Stored entries:
---

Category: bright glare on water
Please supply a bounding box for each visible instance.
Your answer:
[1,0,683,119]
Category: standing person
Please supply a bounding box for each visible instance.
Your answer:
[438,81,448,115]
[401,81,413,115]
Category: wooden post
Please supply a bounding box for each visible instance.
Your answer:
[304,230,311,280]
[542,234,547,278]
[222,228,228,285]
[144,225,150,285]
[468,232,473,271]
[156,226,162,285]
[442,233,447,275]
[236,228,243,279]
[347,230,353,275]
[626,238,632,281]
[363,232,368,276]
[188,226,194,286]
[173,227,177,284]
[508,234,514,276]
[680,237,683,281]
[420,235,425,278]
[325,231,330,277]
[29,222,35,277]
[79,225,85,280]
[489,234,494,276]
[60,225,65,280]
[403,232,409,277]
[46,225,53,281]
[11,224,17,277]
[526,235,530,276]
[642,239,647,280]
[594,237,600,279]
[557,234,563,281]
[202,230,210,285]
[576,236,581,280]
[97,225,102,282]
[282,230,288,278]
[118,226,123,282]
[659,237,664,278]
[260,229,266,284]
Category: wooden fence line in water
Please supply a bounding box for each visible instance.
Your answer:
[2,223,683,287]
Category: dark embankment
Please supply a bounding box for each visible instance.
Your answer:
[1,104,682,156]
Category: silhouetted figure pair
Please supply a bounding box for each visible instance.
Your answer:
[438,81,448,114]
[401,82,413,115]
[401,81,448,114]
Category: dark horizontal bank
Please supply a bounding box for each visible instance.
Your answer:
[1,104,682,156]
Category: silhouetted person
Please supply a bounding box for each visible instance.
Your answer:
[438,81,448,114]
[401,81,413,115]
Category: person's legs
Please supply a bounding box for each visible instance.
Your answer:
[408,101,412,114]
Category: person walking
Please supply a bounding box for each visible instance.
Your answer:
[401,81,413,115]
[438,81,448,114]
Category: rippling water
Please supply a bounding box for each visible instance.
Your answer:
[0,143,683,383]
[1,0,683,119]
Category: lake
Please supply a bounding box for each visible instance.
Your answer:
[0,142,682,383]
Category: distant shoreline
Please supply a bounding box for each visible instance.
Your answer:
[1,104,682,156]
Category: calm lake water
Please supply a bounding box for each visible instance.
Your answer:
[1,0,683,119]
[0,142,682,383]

---

◆ What the task requires
Return each line of the records above in which the word "water" occurs.

◆ Response box
Category: bright glare on water
Category: wooden fence line in water
Category: rippling water
Category: calm lake water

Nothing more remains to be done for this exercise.